Work to do
Copy exactly the lines from the "the red string" line to the end, both included, and nothing else.

## Start Stored records

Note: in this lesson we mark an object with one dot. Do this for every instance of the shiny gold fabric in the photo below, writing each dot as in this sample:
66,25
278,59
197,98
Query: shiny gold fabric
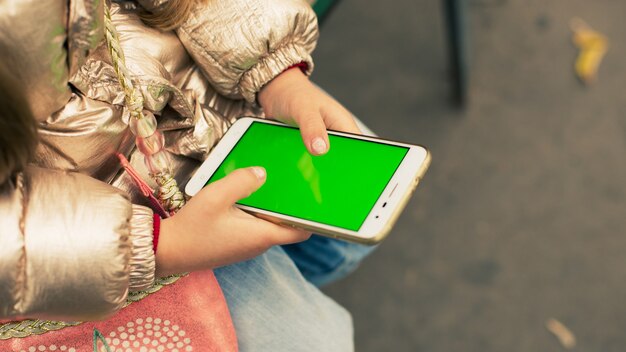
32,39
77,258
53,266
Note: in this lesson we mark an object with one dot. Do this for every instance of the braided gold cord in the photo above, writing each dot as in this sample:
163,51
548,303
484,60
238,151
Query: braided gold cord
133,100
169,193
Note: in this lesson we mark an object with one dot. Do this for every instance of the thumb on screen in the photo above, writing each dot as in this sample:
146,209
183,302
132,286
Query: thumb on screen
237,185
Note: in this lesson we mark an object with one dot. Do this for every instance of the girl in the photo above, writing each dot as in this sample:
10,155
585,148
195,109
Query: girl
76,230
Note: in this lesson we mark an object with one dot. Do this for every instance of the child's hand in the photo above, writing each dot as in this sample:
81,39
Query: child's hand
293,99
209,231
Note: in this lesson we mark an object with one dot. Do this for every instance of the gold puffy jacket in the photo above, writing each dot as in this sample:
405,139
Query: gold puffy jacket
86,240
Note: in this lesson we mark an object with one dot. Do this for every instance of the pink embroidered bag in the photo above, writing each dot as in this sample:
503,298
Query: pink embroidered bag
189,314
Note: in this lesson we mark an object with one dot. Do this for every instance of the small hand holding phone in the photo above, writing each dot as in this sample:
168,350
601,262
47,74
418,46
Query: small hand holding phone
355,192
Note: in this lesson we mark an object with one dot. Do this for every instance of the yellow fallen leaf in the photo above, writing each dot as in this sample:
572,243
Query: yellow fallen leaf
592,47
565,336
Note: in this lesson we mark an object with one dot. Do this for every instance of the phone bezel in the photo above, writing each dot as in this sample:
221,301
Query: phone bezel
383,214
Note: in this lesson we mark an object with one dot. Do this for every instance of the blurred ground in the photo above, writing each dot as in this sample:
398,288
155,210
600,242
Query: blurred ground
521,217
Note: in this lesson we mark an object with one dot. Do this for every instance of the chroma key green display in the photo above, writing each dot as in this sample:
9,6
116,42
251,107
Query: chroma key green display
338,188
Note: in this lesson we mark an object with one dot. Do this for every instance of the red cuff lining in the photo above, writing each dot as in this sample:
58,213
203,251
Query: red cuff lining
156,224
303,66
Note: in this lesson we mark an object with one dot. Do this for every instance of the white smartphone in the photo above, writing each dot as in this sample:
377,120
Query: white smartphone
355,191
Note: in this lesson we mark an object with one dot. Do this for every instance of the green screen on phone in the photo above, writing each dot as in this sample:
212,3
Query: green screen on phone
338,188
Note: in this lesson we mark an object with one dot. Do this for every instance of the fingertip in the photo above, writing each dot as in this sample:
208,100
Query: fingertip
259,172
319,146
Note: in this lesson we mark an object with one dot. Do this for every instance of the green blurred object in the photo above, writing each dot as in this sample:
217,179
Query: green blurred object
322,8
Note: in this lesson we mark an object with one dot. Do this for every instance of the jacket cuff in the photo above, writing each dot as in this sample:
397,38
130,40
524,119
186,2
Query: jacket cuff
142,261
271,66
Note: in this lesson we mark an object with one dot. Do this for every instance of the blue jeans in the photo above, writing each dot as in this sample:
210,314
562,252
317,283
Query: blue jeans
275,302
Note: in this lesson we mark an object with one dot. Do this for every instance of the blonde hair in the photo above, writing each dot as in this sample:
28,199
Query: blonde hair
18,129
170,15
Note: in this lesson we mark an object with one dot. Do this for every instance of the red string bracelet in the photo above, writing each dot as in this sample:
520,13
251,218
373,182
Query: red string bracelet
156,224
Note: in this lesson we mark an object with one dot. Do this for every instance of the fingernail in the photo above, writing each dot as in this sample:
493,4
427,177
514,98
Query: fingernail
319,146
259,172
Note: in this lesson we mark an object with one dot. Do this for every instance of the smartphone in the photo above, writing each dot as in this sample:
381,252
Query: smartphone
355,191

## End Stored records

Response
Note: in this lesson we mark an object with one dot. Do this for every instance of the red string bracelet in the photo above, writing each dot as in this sample:
520,13
251,218
373,182
Query: red string bracelet
156,224
Note: in this lesson we mark an object with one dot. Do this for every instance of the fingernail in the photo above, writing each dot as in this sample:
493,4
427,177
514,98
Query: fingernail
319,146
259,172
Note: in this lesson we mark an object with one dot. Do this for every instance of the smartphone in the photo above, writing each dot as in this sample:
381,252
Query: smartphone
355,191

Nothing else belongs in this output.